## Passage provided

Nothing endures. Don’t you see, Bonox? That’s what Kipling meant. Not empires, not memories. We remember nothing. Maybe for a year or two. Maybe most of a life, if we live. Maybe. But then we will die, and who will ever understand any of this? And maybe we remember nothing most of all when we put our hands on our hearts and carry on about not forgetting.
On the face of it, the plot of The Narrow Road to the Deep North is about war: Australian army surgeon Dorrigo Evans is at the head of a group of POWs, captured by the Japanese during World War II and put to work building the Burma-Siam railway. The despair is vivid and painful to behold, the sense of camaraderie that the men share a shrill contrast to their deplorable living conditions. These men are literally dying, and Evans can do little to stop it; the harder he seems to work, the worse it seems to be. Every morning, the Japanese guards demand a certain number of men to work and Dorrigo, exasperated by their demands and hampered by translation issues and severe culture clash, tries to haggle the number down from five hundred to three hundred, when in reality none of the men are fit to work. They are all dying. All Dorrigo can do is put up a brave face and pretend there is honour left where there is none.

## Your goal
From the review of The Narrow Road to the Deep North above, copy out word for word the part that opens with the words containing "Nothing endures. Don’t" and closes with "about not forgetting.".

## Data below
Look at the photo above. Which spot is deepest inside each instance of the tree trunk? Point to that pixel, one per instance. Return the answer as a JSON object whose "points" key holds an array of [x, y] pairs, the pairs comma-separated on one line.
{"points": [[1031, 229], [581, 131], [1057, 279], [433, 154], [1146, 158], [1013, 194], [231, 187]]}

## Solution for this exercise
Nothing endures. Don’t you see, Bonox? That’s what Kipling meant. Not empires, not memories. We remember nothing. Maybe for a year or two. Maybe most of a life, if we live. Maybe. But then we will die, and who will ever understand any of this? And maybe we remember nothing most of all when we put our hands on our hearts and carry on about not forgetting.